What? – Let me explain.
Identifiers
OracleDB and PostgreSQL use different characters to build an identifier. The following table shows the differences. The allowed characters are listed in square brackets. Read \p{Alpha}
as any alphabetic letter in the character set of the database.
DBMS | Allowed as First Character | Allowed in Subsequent Characters |
---|---|---|
OracleDB | [\p{Alpha}] | [_$#0-9\p{Alpha}] |
PostgreSQL | [_\p{Alpha}] | [_$0-9\p{Alpha}] |
PostgreSQL allows identifiers that start with an underscore. That’s not a problem. However, OracleDB allows the hash sign (#
) to be used in an identifier. That leads to unexpected results when the PostgreSQL code uses the bitwise XOR operator without spaces around it. Here’s an example
select a#b from t;
PostgreSQL expects that the columns a
and b
exists in table t
.
OracleDB expects that the column a#b
exists in table t
.
In this case, IslandSQL can parse the code without errors. However, the parse tree might not look as expected. That’s a documented limitation and cannot be influenced by setting the dialect. At least not in version 0.10 of IslandSQL. Nevertheless, it shows the impact of a lexical incompatibility.
Inquiry Directives
PL/SQL supports predefined and custom Inquiry Directives. These directives are lexically incompatible with PostgreSQL dollar-quoted string constants.

Data excerpts
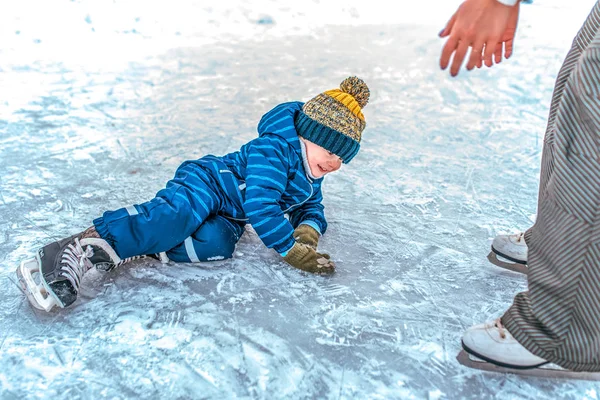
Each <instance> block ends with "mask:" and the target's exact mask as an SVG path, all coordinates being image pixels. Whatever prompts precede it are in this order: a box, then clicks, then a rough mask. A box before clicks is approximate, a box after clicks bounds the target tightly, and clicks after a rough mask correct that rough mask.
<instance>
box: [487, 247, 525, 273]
mask: <svg viewBox="0 0 600 400" xmlns="http://www.w3.org/2000/svg"><path fill="white" fill-rule="evenodd" d="M498 257H500V256H499V255H497V254H496V253H494V252H493V251H490V254H488V261H489V262H491V263H492V264H494V265H497V266H498V267H501V268H504V269H508V270H510V271H513V272H518V273H520V274H525V275H527V273H528V272H529V271H528V269H527V265H526V264H519V263H515V262H511V261H503V260H504V259H502V260H500V258H498Z"/></svg>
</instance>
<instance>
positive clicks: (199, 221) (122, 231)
mask: <svg viewBox="0 0 600 400" xmlns="http://www.w3.org/2000/svg"><path fill="white" fill-rule="evenodd" d="M302 105H303V103H301V102H289V103H283V104H280V105H278V106H277V107H275V108H274V109H272V110H271V111H269V112H268V113H266V114H265V115H264V116H263V117H262V118H261V120H260V122H259V124H258V133H259V137H258V138H256V139H254V140H252V141H250V142H248V143H246V144H245V145H244V146H242V148H241V149H240V150H239V151H236V152H234V153H230V154H227V155H225V156H222V157H216V156H212V155H208V156H205V157H202V158H200V159H198V160H190V161H186V162H184V163H183V164H182V165H181V166H180V167H179V168H178V169H177V171H176V173H175V177H174V178H173V179H172V180H170V181H169V182H168V183H167V185H166V188H165V189H162V190H160V191H159V192H158V193H157V194H156V197H155V198H154V199H152V200H150V201H148V202H145V203H143V204H135V205H131V206H128V207H124V208H121V209H118V210H115V211H107V212H105V213H104V214H103V215H102V217H100V218H97V219H95V220H94V225H95V227H96V230H97V231H98V233H99V234H100V236H101V237H102V238H103V239H105V240H106V241H107V242H108V243H109V244H110V245H111V246H112V247H113V249H114V250H115V251H116V252H117V254H118V255H119V257H121V258H126V257H131V256H134V255H142V254H154V253H159V252H163V251H165V252H167V256H168V257H169V258H170V259H171V260H173V261H178V262H198V261H209V260H218V259H223V258H229V257H231V256H232V255H233V251H234V249H235V244H236V243H237V241H238V240H239V239H240V237H241V236H242V234H243V232H244V226H245V224H246V223H250V224H251V225H252V227H253V228H254V230H255V231H256V233H257V234H258V236H259V237H260V238H261V240H262V241H263V243H264V244H265V246H267V247H268V248H273V249H275V251H277V252H278V253H280V254H282V255H284V254H286V252H287V251H288V250H289V249H291V248H292V246H293V245H294V242H295V240H294V238H293V232H294V228H296V227H297V226H298V225H300V224H301V223H305V224H308V225H311V226H312V227H314V228H315V229H316V230H317V231H318V232H320V233H325V231H326V230H327V222H326V220H325V215H324V214H323V205H322V204H321V201H322V199H323V197H322V194H321V183H322V181H323V178H320V179H311V178H310V177H309V175H308V173H307V170H308V166H307V164H306V159H305V152H304V150H303V144H302V143H301V142H300V140H299V137H298V134H297V132H296V128H295V127H294V115H295V113H296V112H297V111H299V110H300V109H301V108H302ZM286 216H287V218H286Z"/></svg>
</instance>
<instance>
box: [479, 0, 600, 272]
mask: <svg viewBox="0 0 600 400" xmlns="http://www.w3.org/2000/svg"><path fill="white" fill-rule="evenodd" d="M598 7H599V6H598V4H596V6H595V7H594V9H593V10H592V12H591V13H590V15H589V16H588V18H587V20H586V22H585V23H584V25H583V27H582V28H581V29H580V30H579V32H578V34H577V36H576V37H575V39H574V40H573V44H572V45H571V49H570V51H569V53H568V54H567V57H566V59H565V61H564V63H563V65H562V67H561V69H560V71H559V73H558V77H557V78H556V83H555V86H554V92H553V94H552V102H551V104H550V115H549V116H548V125H547V127H546V135H545V137H544V150H543V153H542V169H541V174H540V187H539V196H538V199H539V202H541V200H542V199H543V197H544V193H545V191H546V186H547V185H548V181H549V180H550V177H551V176H552V172H553V171H554V156H553V151H554V145H555V144H554V143H555V140H556V138H555V130H556V117H557V114H558V111H559V106H560V104H561V101H562V99H563V94H564V93H565V86H566V85H567V81H568V80H569V78H570V77H571V74H572V72H573V70H574V69H575V67H576V66H577V63H578V62H579V59H580V57H581V55H582V53H583V51H584V50H585V49H586V48H587V47H588V45H589V44H590V42H591V40H592V39H593V37H594V36H595V34H596V31H597V30H598V23H599V21H598V18H599V15H598V14H599V11H598ZM538 208H539V205H538ZM531 229H532V228H530V229H529V231H531ZM530 235H531V232H525V233H523V232H519V233H516V234H513V235H499V236H497V237H496V238H494V241H493V243H492V248H491V253H490V255H489V256H488V259H489V260H490V262H492V263H493V264H495V265H498V266H500V267H503V268H506V269H510V270H513V271H517V272H523V273H528V268H527V266H526V264H527V253H528V248H527V238H528V237H529V236H530ZM497 255H498V256H500V257H502V258H503V259H507V260H509V262H505V261H502V260H499V259H498V258H497V257H496V256H497Z"/></svg>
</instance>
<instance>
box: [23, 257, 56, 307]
mask: <svg viewBox="0 0 600 400" xmlns="http://www.w3.org/2000/svg"><path fill="white" fill-rule="evenodd" d="M34 273H40V267H39V262H38V260H37V259H36V258H32V259H29V260H27V261H23V262H22V263H21V265H19V267H18V268H17V277H18V278H19V282H20V283H21V287H22V288H23V292H25V295H26V296H27V300H29V302H30V303H31V305H32V306H33V307H35V308H37V309H38V310H44V311H50V310H51V309H52V308H53V307H54V306H57V305H59V304H58V303H57V301H56V299H55V298H54V296H52V294H51V293H48V290H46V288H45V287H44V285H43V284H42V283H41V282H40V283H39V284H38V283H36V282H35V280H34V279H33V275H32V274H34Z"/></svg>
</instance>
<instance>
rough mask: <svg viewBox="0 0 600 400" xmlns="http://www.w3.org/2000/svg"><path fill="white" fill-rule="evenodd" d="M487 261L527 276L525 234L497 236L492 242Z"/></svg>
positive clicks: (522, 232) (526, 255)
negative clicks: (487, 259)
mask: <svg viewBox="0 0 600 400" xmlns="http://www.w3.org/2000/svg"><path fill="white" fill-rule="evenodd" d="M488 260H489V261H490V262H491V263H492V264H494V265H497V266H499V267H502V268H506V269H508V270H511V271H515V272H520V273H522V274H527V244H526V243H525V233H524V232H520V233H516V234H514V235H498V236H496V237H495V238H494V241H493V242H492V251H490V254H488Z"/></svg>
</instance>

Tasks to carry out
a: Using the OracleDB and PostgreSQL text, answer each question below.
(i) Which character may begin a PostgreSQL identifier but not an OracleDB identifier?
(ii) Which PostgreSQL operator can be mistaken for part of an OracleDB identifier when it is written without spaces?
(iii) Which version of IslandSQL is named?
b: Transcribe the stretch of the OracleDB and PostgreSQL text from "In this case, IslandSQL" through "dollar-quoted string constants.".
c: Write the next part of the OracleDB and PostgreSQL text, picking up after its final sentence.

Responses by item number
a:
(i) The underscore.
(ii) The bitwise XOR operator (#).
(iii) Version 0.10.

b:
In this case, IslandSQL can parse the code without errors. However, the parse tree might not look as expected. That’s a documented limitation and cannot be influenced by setting the dialect. At least not in version 0.10 of IslandSQL. Nevertheless, it shows the impact of a lexical incompatibility.
Inquiry Directives
PL/SQL supports predefined and custom Inquiry Directives. These directives are lexically incompatible with PostgreSQL dollar-quoted string constants.

c:
Here’s an example:
alter session set plsql_ccflags = 'custom1:41, custom2:42';
begin
dbms_output.put_line($$custom1);
dbms_output.put_line($$custom2 || '(2)');
end;
By default, this causes a parse error, because $$custom1);\n dbms_output.put_line($$
is identified as a dollar-quoted string constant by the lexer. As a result, the code is interpreted like this:
alter session set plsql_ccflags = 'custom1:41, custom2:42';
begin
dbms_output.put_line('custom1);
dbms_output.put_line('custom2 || '(2)');
end;
This makes it clearer, why we get a syntax error in line 4 at custom2
.
In this case, we have to set the SQL dialect to ORACLEDB
to parse custom_inquiry_directives.sql
without errors.
Predefined Inquiry Directives
To simplify the use, we want to avoid specifying the SQL dialect. One way to achieve that is to handle predefined inquiry directives in the GENERIC
SQL dialect.
Here’s an example, that does not report syntax errors:
begin
dbms_output.put_line($$plsql_line);
dbms_output.put_line($$plsql_line || '(2)');
end;
We know the predefined inquiry directives and can deal with them in the lexer.
However, this special treatment can cause problems in corner cases like this one:
do '
begin
raise notice $$plsql_line is a predefined inquiry directive$$;
end
';
In such cases, we should use the POSTGRESQL
dialect to avoid parse errors.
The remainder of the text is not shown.